What is asked
Render the listing below as a JSON list of strings, one string per line and blank lines omitted.

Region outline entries

★ ★ ★ ★ ★

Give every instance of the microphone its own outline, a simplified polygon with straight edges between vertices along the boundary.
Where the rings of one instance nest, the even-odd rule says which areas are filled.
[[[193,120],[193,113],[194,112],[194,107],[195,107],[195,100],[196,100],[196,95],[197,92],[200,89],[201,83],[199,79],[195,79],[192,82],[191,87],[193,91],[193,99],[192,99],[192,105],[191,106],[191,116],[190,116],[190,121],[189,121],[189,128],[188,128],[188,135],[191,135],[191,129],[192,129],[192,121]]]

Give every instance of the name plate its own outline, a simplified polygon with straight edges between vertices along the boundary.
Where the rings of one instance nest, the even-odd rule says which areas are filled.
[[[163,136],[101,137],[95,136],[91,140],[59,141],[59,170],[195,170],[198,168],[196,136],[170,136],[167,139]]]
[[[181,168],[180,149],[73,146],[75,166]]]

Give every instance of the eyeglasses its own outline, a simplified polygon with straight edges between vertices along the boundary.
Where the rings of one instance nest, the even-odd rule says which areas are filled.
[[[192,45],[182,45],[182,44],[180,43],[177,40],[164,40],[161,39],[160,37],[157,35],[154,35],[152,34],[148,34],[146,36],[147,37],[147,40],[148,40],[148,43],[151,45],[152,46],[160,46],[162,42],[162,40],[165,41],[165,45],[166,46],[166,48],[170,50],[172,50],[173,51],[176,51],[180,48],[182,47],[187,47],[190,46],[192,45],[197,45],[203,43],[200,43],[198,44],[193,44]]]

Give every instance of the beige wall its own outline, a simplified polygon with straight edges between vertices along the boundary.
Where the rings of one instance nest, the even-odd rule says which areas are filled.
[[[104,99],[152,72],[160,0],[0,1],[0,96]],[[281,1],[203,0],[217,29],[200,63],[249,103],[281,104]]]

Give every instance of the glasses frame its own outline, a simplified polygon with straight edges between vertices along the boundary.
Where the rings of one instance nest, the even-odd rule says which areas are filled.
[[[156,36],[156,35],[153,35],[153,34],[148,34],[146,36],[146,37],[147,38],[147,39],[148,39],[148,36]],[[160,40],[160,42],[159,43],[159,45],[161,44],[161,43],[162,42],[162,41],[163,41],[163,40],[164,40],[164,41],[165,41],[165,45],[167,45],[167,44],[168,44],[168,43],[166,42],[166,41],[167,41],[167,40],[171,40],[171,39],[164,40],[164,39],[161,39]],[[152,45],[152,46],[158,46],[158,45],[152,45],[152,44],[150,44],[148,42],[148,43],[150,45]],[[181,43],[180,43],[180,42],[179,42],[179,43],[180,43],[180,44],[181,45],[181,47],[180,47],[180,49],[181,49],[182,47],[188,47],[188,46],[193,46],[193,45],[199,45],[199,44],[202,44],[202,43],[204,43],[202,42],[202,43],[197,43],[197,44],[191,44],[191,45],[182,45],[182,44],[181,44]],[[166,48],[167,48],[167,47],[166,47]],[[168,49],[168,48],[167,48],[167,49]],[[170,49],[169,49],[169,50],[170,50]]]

★ ★ ★ ★ ★

Answer to the problem
[
  "Give every instance of the microphone its own outline, a simplified polygon with straight edges between vertices along the boundary.",
  "Where the rings of one instance nest, the even-odd rule says which areas are filled.",
  "[[[193,120],[193,113],[194,112],[194,107],[195,107],[195,100],[196,100],[196,95],[197,92],[200,89],[201,83],[199,79],[195,79],[192,82],[191,87],[193,91],[193,99],[192,99],[192,105],[191,106],[191,116],[190,116],[190,121],[189,121],[189,128],[188,128],[188,135],[191,135],[191,129],[192,129],[192,121]]]",
  "Give every instance of the name plate its own outline, a simplified polygon with straight edges between vertices along the boundary.",
  "Where the rings of one instance nest, the even-odd rule says which areas are filled.",
  "[[[163,136],[101,137],[95,136],[91,140],[59,141],[59,170],[195,170],[198,168],[196,136],[170,136],[167,139]]]",
  "[[[181,168],[180,149],[73,146],[75,166]]]",
  "Give every instance of the eyeglasses its own outline, a simplified polygon with straight edges between vertices along the boundary.",
  "Where the rings of one instance nest, the even-odd rule says which areas are filled.",
  "[[[192,45],[182,45],[182,44],[180,43],[177,40],[164,40],[161,39],[160,37],[157,35],[154,35],[152,34],[148,34],[146,36],[147,37],[147,40],[148,40],[148,43],[151,45],[152,46],[160,46],[162,42],[162,40],[165,41],[165,45],[166,46],[166,48],[170,50],[172,50],[173,51],[176,51],[180,48],[182,47],[187,47],[190,46],[192,45],[197,45],[203,43],[200,43],[198,44],[193,44]]]",
  "Give every instance of the beige wall its own outline, a simplified polygon with straight edges between vertices along the boundary.",
  "Where the rings of one instance nest, the even-odd rule says which areas are filled.",
  "[[[104,99],[152,72],[160,0],[0,1],[0,96]],[[281,1],[203,0],[217,29],[200,63],[249,103],[281,104]]]",
  "Give every instance of the glasses frame its own outline, a simplified polygon with straight edges between vertices along the boundary.",
  "Where the rings of one instance nest, the even-odd rule says which areas are filled.",
  "[[[156,36],[156,35],[153,35],[153,34],[148,34],[146,36],[146,37],[147,38],[147,39],[148,39],[148,36]],[[160,40],[160,42],[159,43],[159,45],[161,44],[161,43],[162,42],[162,41],[163,41],[163,40],[164,40],[164,41],[165,41],[165,45],[167,45],[167,44],[168,44],[168,43],[166,42],[166,41],[167,41],[167,40],[171,40],[171,39],[164,40],[164,39],[161,39]],[[152,45],[152,46],[158,46],[158,45],[152,45],[152,44],[150,44],[148,42],[148,43],[150,45]],[[181,43],[180,43],[180,42],[179,42],[179,43],[180,43],[180,44],[181,45],[181,47],[180,47],[180,49],[181,49],[182,47],[188,47],[188,46],[193,46],[193,45],[199,45],[199,44],[202,44],[202,43],[204,43],[202,42],[202,43],[197,43],[197,44],[191,44],[191,45],[182,45],[182,44],[181,44]],[[166,48],[167,48],[167,47],[166,47]],[[168,49],[168,48],[167,48],[167,49]],[[170,49],[169,49],[169,50],[170,50]]]"
]